Segment Open
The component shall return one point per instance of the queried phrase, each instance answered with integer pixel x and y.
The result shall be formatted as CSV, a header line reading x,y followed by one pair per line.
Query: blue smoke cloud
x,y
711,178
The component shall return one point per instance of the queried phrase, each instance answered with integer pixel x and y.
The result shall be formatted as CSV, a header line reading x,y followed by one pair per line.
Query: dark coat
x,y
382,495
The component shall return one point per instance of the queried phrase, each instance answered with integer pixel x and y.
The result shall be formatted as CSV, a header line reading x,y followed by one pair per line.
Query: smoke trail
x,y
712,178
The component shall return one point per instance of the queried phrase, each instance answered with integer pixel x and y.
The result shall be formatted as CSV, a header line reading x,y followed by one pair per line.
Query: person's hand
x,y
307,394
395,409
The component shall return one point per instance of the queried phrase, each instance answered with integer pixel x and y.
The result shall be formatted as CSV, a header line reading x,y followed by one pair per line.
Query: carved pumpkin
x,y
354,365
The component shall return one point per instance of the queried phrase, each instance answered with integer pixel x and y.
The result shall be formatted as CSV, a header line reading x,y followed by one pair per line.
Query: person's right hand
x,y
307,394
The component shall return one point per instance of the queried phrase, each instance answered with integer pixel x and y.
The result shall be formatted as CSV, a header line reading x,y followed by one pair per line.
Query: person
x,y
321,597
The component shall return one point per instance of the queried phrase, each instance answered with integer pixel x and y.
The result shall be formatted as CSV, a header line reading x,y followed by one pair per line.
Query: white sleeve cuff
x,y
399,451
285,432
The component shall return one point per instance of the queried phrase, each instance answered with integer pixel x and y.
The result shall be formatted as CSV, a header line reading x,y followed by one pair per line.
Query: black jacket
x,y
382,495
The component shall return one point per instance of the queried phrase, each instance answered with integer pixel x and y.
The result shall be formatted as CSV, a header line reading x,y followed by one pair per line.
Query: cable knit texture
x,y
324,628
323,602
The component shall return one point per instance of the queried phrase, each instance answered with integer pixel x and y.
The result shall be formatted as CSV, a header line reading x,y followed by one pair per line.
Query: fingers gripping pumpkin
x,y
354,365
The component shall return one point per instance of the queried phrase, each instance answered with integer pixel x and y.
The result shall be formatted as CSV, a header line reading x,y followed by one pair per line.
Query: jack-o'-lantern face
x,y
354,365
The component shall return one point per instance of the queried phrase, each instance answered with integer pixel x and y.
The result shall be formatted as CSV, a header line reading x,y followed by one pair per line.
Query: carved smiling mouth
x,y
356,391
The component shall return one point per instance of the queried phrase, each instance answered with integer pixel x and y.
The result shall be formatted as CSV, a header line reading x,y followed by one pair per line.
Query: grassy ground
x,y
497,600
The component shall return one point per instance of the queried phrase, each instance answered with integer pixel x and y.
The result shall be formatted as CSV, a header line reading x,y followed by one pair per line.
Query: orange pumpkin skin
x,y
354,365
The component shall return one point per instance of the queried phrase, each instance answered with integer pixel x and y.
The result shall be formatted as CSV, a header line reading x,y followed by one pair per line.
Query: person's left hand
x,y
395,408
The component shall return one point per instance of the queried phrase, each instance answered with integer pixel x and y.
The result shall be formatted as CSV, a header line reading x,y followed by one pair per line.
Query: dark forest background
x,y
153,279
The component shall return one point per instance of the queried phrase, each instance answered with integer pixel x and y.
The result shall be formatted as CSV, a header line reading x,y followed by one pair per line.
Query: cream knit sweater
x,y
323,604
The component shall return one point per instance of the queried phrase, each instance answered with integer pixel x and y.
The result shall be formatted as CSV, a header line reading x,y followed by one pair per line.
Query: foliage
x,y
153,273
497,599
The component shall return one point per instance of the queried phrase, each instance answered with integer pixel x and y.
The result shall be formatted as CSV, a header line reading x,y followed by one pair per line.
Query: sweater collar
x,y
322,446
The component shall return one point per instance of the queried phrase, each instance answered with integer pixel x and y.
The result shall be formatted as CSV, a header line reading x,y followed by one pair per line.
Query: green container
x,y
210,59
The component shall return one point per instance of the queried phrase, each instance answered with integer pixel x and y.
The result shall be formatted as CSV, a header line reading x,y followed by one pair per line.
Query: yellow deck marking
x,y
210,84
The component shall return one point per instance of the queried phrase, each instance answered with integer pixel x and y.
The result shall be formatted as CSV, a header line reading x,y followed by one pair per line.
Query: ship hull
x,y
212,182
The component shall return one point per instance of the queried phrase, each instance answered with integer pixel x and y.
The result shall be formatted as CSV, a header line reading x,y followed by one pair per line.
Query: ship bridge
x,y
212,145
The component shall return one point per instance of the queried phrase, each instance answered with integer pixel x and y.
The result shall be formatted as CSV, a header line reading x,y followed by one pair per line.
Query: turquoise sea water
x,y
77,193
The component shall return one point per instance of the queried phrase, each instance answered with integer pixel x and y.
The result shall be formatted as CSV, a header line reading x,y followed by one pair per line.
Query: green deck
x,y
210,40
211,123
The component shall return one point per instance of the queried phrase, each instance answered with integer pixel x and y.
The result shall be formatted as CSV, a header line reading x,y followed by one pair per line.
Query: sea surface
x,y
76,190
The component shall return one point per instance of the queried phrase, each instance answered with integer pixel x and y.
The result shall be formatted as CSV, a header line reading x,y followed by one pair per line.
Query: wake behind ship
Segment Closed
- **PROBLEM STATEMENT**
No line may be skipped. Transcribe the listing above exactly.

- **OUTPUT OF THE EXERCISE**
The component shall return one point per instance of the queried phrase, each instance answered with integer pixel x and y.
The result shall be formatted as CSV, a header line reading x,y followed by one pair per line.
Query: blue smoke cloud
x,y
711,178
The component shall return one point per instance of the queried phrase, each instance answered with integer pixel x and y.
The result shall be formatted as CSV, a header line reading x,y followed by one pair per line.
Query: dark coat
x,y
382,495
The component shall return one point per instance of the queried phrase, each instance answered with integer pixel x and y.
The result shall be formatted as CSV, a header line reading x,y followed by one pair per line.
Query: smoke trail
x,y
712,178
The component shall return one point per instance of the queried phrase, each instance answered with integer pixel x and y.
The result shall be formatted as CSV, a header line reading x,y followed by one pair per line.
Query: person's hand
x,y
307,394
395,409
The component shall return one point per instance of the queried phrase, each instance answered with integer pixel x and y.
The result shall be formatted as CSV, a header line reading x,y followed by one pair per line.
Query: carved pumpkin
x,y
354,365
The component shall return one point per instance of the queried phrase, each instance answered with integer pixel x and y.
The result shall be formatted as CSV, a header line reading x,y followed by one pair per line.
Query: person's right hand
x,y
307,394
The component shall return one point per instance of the queried phrase, each instance answered with integer pixel x and y.
The result shall be formatted as CSV, a header line reading x,y followed by one pair per line.
Query: person
x,y
321,597
The component shall return one point per instance of the queried phrase, each instance answered with integer pixel x and y.
The result shall be formatted as CSV, a header line reading x,y followed by one pair per line.
Query: white sleeve cuff
x,y
399,451
285,432
The component shall return one point per instance of the queried phrase, each instance answered with integer pixel x and y.
The result shall be formatted as CSV, a header line reading x,y followed by one pair per line.
Query: black jacket
x,y
382,495
The component shall return one point per instance of the queried phrase, each instance answered with integer pixel x and y.
The result shall be formatted as CSV, a header line reading x,y followed by one pair per line.
Query: cable knit texture
x,y
324,628
323,602
The component shall return one point per instance of the queried phrase, each instance answered with integer pixel x and y.
The result shall be formatted as CSV, a header line reading x,y followed by one pair per line.
Query: fingers gripping pumpkin
x,y
354,365
The component shall return one point per instance of the queried phrase, each instance answered with integer pixel x and y.
The result shall be formatted as CSV, a header line reading x,y followed by one pair per line.
Query: jack-o'-lantern face
x,y
354,365
The component shall return one point per instance of the queried phrase, each instance answered with integer pixel x and y.
The result shall be formatted as CSV, a header line reading x,y followed by one pair per line.
Query: carved smiling mouth
x,y
356,391
The component shall return one point per instance of the queried phrase, each instance answered with integer pixel x and y.
The result shall be formatted as CSV, a header line reading x,y followed by one pair per line.
Query: grassy ground
x,y
497,600
The component shall return one point per instance of the queried phrase, each instance answered with integer pixel x and y.
The result shall be formatted as CSV, a header line reading x,y followed by one pair per line.
Query: orange pumpkin skin
x,y
354,365
The component shall return one point per instance of the queried phrase, each instance answered with integer pixel x and y.
The result shall be formatted as CSV, a header line reading x,y followed by one pair per line.
Query: person's left hand
x,y
395,408
The component shall return one point per instance of the queried phrase, each instance answered with integer pixel x and y.
The result shall be formatted as CSV, a header line reading x,y followed by one pair per line.
Query: dark forest background
x,y
153,279
The component shall return one point per instance of the queried phrase, each instance answered with integer pixel x and y.
The result shall be formatted as CSV, a header line reading x,y followed by one pair per line.
Query: cream knit sweater
x,y
323,604
The component shall return one point per instance of the queried phrase, each instance answered with integer pixel x and y.
The result shall be formatted as CSV, a header line reading x,y followed by one pair per line.
Query: foliage
x,y
153,273
497,599
The component shall return one point per instance of the queried phrase, each instance answered with integer pixel x and y.
The result shall be formatted as CSV, a header line reading x,y followed by one pair per line.
Query: sweater collar
x,y
322,446
The component shall return one point per instance of the queried phrase, each instance answered with integer pixel x and y.
The result shall be formatted as CSV, a header line reading x,y followed by one pair per line.
Query: green container
x,y
210,59
The component shall return one point per instance of the queried phrase, each instance answered with integer pixel x and y.
The result shall be formatted as CSV, a header line reading x,y followed by one pair per line.
Query: yellow deck marking
x,y
210,84
The component shall return one point per instance of the queried phrase, each instance answered with integer pixel x and y.
The result shall be formatted as CSV, a header line reading x,y followed by one pair per line.
Query: ship hull
x,y
212,182
The component shall return one point per instance of the queried phrase, each instance answered with integer pixel x and y.
The result shall be formatted as CSV, a header line reading x,y followed by one pair per line.
Query: ship bridge
x,y
212,145
The component shall return one point per instance of the queried phrase, each instance answered with integer pixel x and y.
The result shall be formatted as CSV, a header line reading x,y followed by one pair per line.
Query: turquoise sea water
x,y
77,193
The component shall return one point per instance of the queried phrase, each instance answered with integer pixel x and y.
The result shall be formatted as CSV, a header line reading x,y followed by one pair per line.
Query: green deck
x,y
210,40
211,123
The component shall return one point per instance of the queried phrase, each instance answered with integer pixel x and y.
The result shall be formatted as CSV, a header line reading x,y followed by one pair per line.
Query: sea surface
x,y
76,190
The component shall return one point per instance of the queried phrase, each instance answered with integer pixel x and y.
The result shall be formatted as CSV, a header line reading x,y followed by one pair per line.
Query: wake behind ship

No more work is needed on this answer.